▶ **STUDY QUESTIONS**
1/ According to the OpenSSL message, which cipher does 0002 switch the test suite keys to?
2/ Reproduce the OpenSSL message word for word, between "I think we should" and "specific about it.", inclusive.

╭─ DOCUMENT TEXT

On 2020-05-29 00:16, Daniel Gustafsson wrote:
Regarding the deprecations, we can either set preprocessor directives or use
compiler flags to silence the warning and do nothing (for now), or we could
update to the new API.  We probably want to different things for master vs
back-branches, but as an illustration of what the latter could look like I've
implemented this in 0001.

I think we should set OPENSSL_API_COMPAT=10001, and move that along with whatever our oldest supported release is going forward. That declares our intention, it will silence the deprecation warnings, and IIUC, if the deprecated stuff actually gets removed, you get a clean compiler error that your API level is too low.

OpenSSL also deprecates DES keys in 3.0.0, which cause our password callback
tests to fail with the cryptic error "fetch failed", as the test suite keys are
encrypted with DES.  0002 fixes this by changing to AES256 (randomly chosen
among the ciphers supported in 1.0.1+ and likely to be around), and could be
applied already today as there is nothing 3.0.0 specific about it.

╰─
╭─ PROVIDED MATERIAL

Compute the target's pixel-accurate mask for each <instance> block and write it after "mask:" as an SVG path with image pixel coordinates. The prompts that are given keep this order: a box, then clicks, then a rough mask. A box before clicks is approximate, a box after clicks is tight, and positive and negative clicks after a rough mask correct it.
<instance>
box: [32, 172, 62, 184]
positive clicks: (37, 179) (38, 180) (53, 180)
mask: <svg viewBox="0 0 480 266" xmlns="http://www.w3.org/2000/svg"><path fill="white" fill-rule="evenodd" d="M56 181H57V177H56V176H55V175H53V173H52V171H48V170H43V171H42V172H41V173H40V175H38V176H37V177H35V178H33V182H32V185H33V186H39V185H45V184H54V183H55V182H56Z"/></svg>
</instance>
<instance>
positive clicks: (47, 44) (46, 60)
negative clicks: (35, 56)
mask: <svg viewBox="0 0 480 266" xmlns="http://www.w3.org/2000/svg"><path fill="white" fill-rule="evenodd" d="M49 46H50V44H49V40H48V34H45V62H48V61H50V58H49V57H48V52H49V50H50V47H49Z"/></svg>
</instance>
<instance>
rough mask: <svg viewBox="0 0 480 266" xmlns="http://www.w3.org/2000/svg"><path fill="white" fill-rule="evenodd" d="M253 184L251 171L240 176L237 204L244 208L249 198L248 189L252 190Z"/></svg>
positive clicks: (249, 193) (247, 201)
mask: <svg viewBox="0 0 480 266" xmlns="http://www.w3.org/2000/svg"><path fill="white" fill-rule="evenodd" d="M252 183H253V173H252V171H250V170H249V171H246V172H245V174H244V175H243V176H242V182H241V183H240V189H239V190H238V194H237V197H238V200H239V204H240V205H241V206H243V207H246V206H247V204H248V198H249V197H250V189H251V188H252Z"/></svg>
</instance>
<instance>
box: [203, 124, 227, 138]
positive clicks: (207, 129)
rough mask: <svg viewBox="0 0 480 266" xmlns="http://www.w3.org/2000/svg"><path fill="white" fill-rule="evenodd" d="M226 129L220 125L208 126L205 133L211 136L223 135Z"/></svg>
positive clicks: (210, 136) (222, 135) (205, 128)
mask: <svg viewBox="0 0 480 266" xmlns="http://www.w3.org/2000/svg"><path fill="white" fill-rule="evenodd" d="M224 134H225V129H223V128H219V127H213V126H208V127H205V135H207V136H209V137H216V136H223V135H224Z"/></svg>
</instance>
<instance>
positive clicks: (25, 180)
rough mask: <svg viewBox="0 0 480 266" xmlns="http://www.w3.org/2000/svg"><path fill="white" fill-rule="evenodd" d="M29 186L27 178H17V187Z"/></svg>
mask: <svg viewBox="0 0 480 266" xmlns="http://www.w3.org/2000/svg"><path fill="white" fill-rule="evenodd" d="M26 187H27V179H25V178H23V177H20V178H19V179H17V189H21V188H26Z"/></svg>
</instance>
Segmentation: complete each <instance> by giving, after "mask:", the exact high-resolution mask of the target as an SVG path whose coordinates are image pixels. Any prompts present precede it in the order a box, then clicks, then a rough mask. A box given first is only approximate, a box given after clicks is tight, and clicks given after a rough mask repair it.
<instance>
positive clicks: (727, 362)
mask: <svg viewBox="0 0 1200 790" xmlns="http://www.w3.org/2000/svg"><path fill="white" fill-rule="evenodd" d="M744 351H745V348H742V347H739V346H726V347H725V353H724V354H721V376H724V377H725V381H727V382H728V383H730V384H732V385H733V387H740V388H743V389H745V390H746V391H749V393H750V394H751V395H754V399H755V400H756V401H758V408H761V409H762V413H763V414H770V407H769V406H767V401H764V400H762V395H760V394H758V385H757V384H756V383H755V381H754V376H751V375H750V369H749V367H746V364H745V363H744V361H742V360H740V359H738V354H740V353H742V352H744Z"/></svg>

╰─

▶ **REPLIES**
1/ AES256

2/
I think we should set OPENSSL_API_COMPAT=10001, and move that along with whatever our oldest supported release is going forward. That declares our intention, it will silence the deprecation warnings, and IIUC, if the deprecated stuff actually gets removed, you get a clean compiler error that your API level is too low.

OpenSSL also deprecates DES keys in 3.0.0, which cause our password callback
tests to fail with the cryptic error "fetch failed", as the test suite keys are
encrypted with DES.  0002 fixes this by changing to AES256 (randomly chosen
among the ciphers supported in 1.0.1+ and likely to be around), and could be
applied already today as there is nothing 3.0.0 specific about it.